Diagnosing major depressive disorder
In order to be diagnosed with major depressive disorder, a doctor or psychiatrist will ask questions about a person’s mental health, physical health, family history, and drug and alcohol use. 
An individual must have displayed depressive symptoms nearly all of the time, every day for two weeks or longer, according to the DSM-5 criteria. He or she must be showing signs of low mood and a loss of pleasure in activities, as well as at least five of the following symptoms:
- Persistent sadness or irritability
- Changes in appetite
- Sleep problems
- Loss of interest in activities
- Extreme fatigue and lack of energy
- Feelings of worthlessness or guilt
- Difficulty concentrating
- Thoughts of self-harm and suicide
Whilst there are no physical tests for major depression, a doctor may carry out blood tests or scans to see if there is an underlying medical condition or disorder causing the depressive episode. 
Preventing major depressive disorder
There is no guaranteed way to prevent a depressive episode. However, if a person has had a depressive episode in the past or have a family history of depression, then it is best to know the symptoms of major depressive disorder so a person can recognise them early and seek treatment. It is very important to take any medication prescribed by a doctor.

Prompt 1 | Reproduce the part of the passage on major depressive disorder from "Preventing major depressive" up to and including "by a doctor.".
Prompt 2 | According to the passage on major depressive disorder, how long must depressive symptoms have been displayed under the DSM-5 criteria?
Prompt 3 | List every symptom in the bulleted list of the passage on major depressive disorder.

The data |
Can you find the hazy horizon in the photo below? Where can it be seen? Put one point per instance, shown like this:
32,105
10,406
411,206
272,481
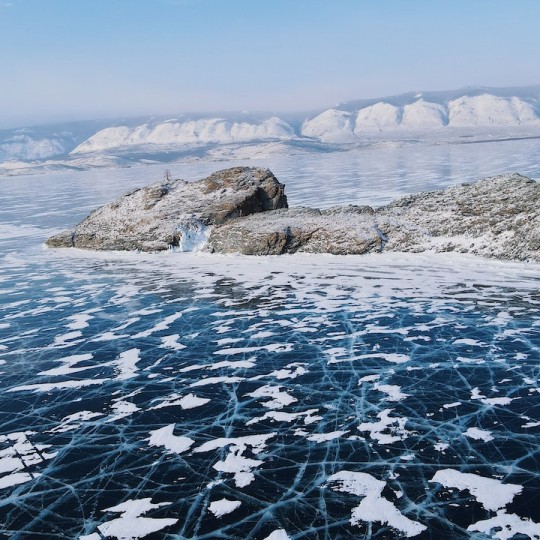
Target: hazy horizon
66,61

Answer area 1 |
Preventing major depressive disorder
There is no guaranteed way to prevent a depressive episode. However, if a person has had a depressive episode in the past or have a family history of depression, then it is best to know the symptoms of major depressive disorder so a person can recognise them early and seek treatment. It is very important to take any medication prescribed by a doctor.

Answer area 2 | Nearly all of the time, every day for two weeks or longer.

Answer area 3 |
- Persistent sadness or irritability
- Changes in appetite
- Sleep problems
- Loss of interest in activities
- Extreme fatigue and lack of energy
- Feelings of worthlessness or guilt
- Difficulty concentrating
- Thoughts of self-harm and suicide